───── Quoted passage ─────
Adhesive compounds play a critical role in the fabrication of assemblies for electronic, optical, and mechanical systems. In securing multiple components into a single structure, bonding agents such as epoxies and silicones help stabilize the assembly despite the various sources of stress that can arise in the target application. Among these stress factors, differences in thermal expansion of the components of an assembly represent one of the most insidious and potentially damaging sources of stress.

Low CTE epoxies offer performance benefits for bonding dissimilar substrates. (Credit: Master Bond)

Manufacturers face continued challenges in finding an optimal approach for dealing with differences in thermal expansion. Among the alternatives, adhesives and potting compounds have emerged as the most effective. As a noted industry expert explains:

“There are several possible solutions to the expansion mismatch problem. One is to use a resilient adhesive that deforms with the substrate during temperature change. The penalty in this case is possible creep of the adhesives, and highly deformable adhesives usually have low cohesive strength. Another approach is to adjust the thermal expansion coefficient of the adhesive to a value that is nearer to that of the substrate. This is generally accomplished by selection of a different adhesive or by formulating the adhesive with specific fillers to “tailor” the thermal expansion. A third possible solution is to coat one or both substrates with a primer. This substance can provide either resiliency at the interface or an intermediate thermal expansion coefficient that will help reduce the overall stress in the joint.”1

With the emergence of specialized adhesives, manufacturers can bond diverse materials into assemblies able to withstand thermal expansion effects.
─────
## Written instruction a
Collect every line of the rows that contains the string "door", matching case exactly, and copy each one out.
The adhesives text has no connection to the rows.
───── The data ─────
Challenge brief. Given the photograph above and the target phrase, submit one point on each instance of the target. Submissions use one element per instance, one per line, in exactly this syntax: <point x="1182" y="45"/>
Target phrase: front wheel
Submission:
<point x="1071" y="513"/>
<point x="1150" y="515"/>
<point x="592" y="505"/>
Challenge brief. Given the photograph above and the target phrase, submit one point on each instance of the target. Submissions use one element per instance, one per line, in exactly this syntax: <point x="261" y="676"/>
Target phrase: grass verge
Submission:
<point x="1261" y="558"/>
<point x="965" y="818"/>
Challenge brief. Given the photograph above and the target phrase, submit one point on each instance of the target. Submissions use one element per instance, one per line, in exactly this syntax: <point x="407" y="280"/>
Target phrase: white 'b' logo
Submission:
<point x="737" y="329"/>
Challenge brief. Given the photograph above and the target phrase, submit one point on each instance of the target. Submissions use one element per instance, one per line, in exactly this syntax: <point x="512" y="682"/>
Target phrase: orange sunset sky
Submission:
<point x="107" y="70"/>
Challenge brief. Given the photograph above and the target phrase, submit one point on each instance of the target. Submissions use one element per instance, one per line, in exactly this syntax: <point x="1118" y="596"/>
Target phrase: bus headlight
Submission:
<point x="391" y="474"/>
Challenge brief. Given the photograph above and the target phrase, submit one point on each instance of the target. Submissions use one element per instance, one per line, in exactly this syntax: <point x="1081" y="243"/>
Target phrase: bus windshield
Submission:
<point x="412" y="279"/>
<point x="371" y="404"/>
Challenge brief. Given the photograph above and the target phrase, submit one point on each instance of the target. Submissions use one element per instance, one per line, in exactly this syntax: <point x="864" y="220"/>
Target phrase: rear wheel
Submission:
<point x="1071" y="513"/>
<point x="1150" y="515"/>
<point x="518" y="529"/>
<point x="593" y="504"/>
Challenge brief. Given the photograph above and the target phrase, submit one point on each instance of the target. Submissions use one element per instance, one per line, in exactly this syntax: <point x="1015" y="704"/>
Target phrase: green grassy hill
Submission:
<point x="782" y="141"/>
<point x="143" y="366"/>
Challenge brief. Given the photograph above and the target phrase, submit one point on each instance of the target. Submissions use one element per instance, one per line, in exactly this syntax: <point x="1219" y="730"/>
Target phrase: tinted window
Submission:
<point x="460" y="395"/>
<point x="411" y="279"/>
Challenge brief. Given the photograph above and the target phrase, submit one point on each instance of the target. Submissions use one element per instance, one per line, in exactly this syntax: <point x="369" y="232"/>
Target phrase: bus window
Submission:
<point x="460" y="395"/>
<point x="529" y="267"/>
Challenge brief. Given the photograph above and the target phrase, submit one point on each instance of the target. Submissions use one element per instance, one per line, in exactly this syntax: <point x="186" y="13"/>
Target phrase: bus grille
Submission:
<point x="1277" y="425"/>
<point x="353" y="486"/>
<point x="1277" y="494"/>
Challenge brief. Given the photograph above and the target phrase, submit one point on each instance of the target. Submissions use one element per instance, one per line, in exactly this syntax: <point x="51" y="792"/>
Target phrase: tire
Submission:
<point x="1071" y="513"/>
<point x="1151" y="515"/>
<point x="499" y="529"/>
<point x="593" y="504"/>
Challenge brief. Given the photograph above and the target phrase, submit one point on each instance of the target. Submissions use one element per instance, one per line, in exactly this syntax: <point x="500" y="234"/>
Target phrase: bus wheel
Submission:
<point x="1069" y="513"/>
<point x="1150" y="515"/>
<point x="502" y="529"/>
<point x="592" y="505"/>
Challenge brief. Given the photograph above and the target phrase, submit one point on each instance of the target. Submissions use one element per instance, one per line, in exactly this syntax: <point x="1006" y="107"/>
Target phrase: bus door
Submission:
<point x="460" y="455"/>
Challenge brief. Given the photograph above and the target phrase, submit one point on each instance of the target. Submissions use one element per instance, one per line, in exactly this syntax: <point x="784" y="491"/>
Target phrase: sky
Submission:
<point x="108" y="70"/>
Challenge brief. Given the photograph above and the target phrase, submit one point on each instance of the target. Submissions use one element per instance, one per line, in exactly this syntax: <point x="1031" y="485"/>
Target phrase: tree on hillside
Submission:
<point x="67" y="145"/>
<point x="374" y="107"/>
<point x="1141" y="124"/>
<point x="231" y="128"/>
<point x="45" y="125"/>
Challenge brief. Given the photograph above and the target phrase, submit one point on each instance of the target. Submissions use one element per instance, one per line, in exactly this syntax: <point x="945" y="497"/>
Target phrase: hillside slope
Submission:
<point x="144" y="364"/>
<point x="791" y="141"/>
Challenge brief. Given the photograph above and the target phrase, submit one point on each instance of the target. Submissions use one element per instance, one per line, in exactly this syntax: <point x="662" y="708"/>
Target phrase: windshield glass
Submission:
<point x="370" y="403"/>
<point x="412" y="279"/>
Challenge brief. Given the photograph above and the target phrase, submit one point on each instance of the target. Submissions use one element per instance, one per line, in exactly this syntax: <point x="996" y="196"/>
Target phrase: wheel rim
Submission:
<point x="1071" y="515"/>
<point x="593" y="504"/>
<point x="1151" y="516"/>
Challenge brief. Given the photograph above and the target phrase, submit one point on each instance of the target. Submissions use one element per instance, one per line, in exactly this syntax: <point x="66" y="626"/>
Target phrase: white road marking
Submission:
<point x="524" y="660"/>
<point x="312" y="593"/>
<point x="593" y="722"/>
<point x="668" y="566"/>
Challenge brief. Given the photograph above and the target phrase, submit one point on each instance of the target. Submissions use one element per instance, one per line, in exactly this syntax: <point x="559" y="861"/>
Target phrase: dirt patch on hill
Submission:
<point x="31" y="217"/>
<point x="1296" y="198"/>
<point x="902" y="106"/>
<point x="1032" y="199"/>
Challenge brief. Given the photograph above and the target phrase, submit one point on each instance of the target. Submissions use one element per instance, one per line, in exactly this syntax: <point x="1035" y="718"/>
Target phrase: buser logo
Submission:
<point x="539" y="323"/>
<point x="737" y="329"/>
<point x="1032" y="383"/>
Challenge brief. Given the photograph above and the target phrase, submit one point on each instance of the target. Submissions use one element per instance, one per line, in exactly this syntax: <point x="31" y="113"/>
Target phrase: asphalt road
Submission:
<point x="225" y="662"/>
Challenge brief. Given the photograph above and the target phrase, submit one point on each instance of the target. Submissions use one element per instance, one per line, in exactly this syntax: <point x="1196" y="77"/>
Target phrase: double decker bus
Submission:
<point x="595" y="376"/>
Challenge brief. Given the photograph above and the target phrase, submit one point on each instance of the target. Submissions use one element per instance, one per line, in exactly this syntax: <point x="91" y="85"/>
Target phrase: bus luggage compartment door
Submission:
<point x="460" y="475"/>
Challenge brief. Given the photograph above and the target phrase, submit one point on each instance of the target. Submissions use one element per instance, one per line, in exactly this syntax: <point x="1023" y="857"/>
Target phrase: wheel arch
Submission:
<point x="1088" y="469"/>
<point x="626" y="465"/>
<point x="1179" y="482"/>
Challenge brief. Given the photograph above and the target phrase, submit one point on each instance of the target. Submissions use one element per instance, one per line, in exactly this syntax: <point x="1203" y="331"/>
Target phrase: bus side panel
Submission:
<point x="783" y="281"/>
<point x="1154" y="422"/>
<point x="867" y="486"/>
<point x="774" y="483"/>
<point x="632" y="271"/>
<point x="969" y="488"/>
─────
───── The data ─────
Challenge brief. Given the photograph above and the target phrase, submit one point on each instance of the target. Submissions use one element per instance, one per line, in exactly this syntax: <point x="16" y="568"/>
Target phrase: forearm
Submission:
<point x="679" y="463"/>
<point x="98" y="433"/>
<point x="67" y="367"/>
─────
## Written instruction b
In the adhesives text, what two ways does the quoted expert give for bringing an adhesive's thermal expansion coefficient nearer to the substrate's?

## Task output a
Target phrase: bus door
Target phrase: bus luggage compartment door

## Task output b
Selecting a different adhesive, or formulating the adhesive with specific fillers to tailor its thermal expansion.